• Exercise objective: Please transcribe the listing below in full and word for word, without its pictures.

• The input:
*** Begin section ***

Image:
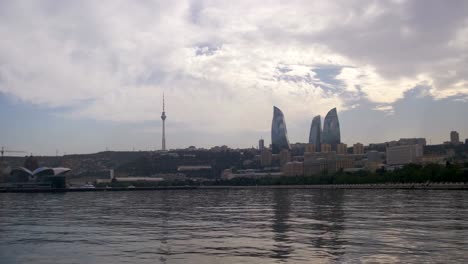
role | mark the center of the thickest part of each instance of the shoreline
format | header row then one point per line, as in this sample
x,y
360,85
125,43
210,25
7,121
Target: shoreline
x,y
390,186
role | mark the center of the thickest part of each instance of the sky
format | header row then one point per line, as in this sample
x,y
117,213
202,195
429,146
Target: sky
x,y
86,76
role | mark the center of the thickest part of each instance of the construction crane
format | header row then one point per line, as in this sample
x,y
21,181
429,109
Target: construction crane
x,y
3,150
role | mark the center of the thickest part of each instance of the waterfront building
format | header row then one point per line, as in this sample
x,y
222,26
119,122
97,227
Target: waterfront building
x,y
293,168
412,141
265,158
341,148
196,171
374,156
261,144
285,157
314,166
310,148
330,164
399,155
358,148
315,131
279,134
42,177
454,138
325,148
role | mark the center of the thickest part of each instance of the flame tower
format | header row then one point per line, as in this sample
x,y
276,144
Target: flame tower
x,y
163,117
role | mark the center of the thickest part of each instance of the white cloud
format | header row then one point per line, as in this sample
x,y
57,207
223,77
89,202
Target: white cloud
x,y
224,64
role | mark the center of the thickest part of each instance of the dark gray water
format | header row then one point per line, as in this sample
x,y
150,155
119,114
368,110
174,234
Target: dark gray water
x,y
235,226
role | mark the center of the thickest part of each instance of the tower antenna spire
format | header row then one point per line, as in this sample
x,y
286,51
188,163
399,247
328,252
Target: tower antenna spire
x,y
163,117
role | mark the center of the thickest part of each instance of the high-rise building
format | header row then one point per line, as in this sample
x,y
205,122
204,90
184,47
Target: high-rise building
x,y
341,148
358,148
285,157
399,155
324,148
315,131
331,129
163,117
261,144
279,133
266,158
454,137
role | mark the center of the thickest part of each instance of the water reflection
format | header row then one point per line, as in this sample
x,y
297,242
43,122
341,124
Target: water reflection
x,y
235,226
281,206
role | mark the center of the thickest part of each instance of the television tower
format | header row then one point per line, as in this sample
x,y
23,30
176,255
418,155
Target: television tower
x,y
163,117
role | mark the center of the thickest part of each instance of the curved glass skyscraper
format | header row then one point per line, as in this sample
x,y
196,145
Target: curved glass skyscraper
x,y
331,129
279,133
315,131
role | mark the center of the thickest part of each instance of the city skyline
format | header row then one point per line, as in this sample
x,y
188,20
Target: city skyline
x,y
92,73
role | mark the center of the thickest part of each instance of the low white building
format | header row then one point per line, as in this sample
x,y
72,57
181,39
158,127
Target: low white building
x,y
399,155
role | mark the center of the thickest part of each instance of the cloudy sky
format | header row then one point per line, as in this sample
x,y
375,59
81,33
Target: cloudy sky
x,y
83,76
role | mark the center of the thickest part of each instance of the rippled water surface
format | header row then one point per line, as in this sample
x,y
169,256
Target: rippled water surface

*** End section ***

• Answer to this exercise:
Image:
role | mark the center of the thickest part of each instance of the shoreline
format | header row then one point per line, as in this sample
x,y
360,85
125,43
210,25
7,121
Target: shoreline
x,y
390,186
role | mark the center of the thickest part of each instance of the sky
format | header row then one point per line, as in this sample
x,y
117,213
202,195
429,146
Target: sky
x,y
86,76
role | mark the center of the thickest part of each instance of the construction crane
format | header row then one point per line, as in this sample
x,y
21,181
429,109
Target: construction crane
x,y
3,150
role | mark the center of the thickest part of each instance of the waterfront building
format | header row then one point per line, as in this sample
x,y
222,26
119,122
97,227
Target: waterfront building
x,y
293,168
412,141
265,158
341,148
196,171
374,156
261,144
285,157
314,166
310,148
330,164
399,155
358,148
315,131
279,134
42,177
454,138
325,148
role | mark the center of the thickest part of each instance of the flame tower
format | header row then one point per line, as in this sample
x,y
276,144
Target: flame tower
x,y
163,117
role | mark the center of the thickest part of each instance of the white cloud
format | header row then one point per line, as in this sample
x,y
57,207
223,77
89,202
Target: white cloud
x,y
224,64
role | mark the center of the thickest part of each instance of the dark gray water
format | header row then one point per line, as in this sample
x,y
150,155
119,114
368,110
174,234
Target: dark gray water
x,y
235,226
role | mark the center of the thickest part of each instance of the tower antenna spire
format | header row then one point per line, as in this sample
x,y
286,51
188,163
399,247
328,252
Target: tower antenna spire
x,y
163,117
role | mark the center of the thickest part of each instance of the high-rise building
format | header row then one point per line, as in this sample
x,y
205,122
204,90
184,47
Target: high-rise building
x,y
341,148
358,148
285,157
399,155
324,148
315,131
331,129
163,117
261,144
279,133
266,158
454,137
role | mark the center of the thickest part of each instance of the water reflection
format | header row then one point per line, as in this sample
x,y
297,242
43,122
341,124
Target: water reflection
x,y
235,226
281,206
role | mark the center of the thickest part of each instance of the television tower
format | header row then one point per line, as in this sample
x,y
23,30
176,255
418,155
Target: television tower
x,y
163,117
role | mark the center of the thickest part of each instance of the curved glass skyscraper
format | header row then one point per line, as in this sample
x,y
196,145
Target: curved glass skyscraper
x,y
331,129
279,133
315,131
role | mark the center of the thickest part of each instance of the city skyline
format | header row then one point per line, as in this sample
x,y
188,20
Target: city skyline
x,y
92,73
role | mark the center of the thickest part of each instance of the low white building
format | header row then one point per line, as in this sample
x,y
72,57
181,39
158,127
Target: low white building
x,y
399,155
role | mark the center of the thickest part of each instance of the cloudy sky
format | header row then one point per line, as in this sample
x,y
375,59
81,33
Target: cloudy sky
x,y
83,76
role | mark the center of the thickest part of each instance of the rippled water surface
format | header row then one point per line, as in this sample
x,y
169,256
Target: rippled water surface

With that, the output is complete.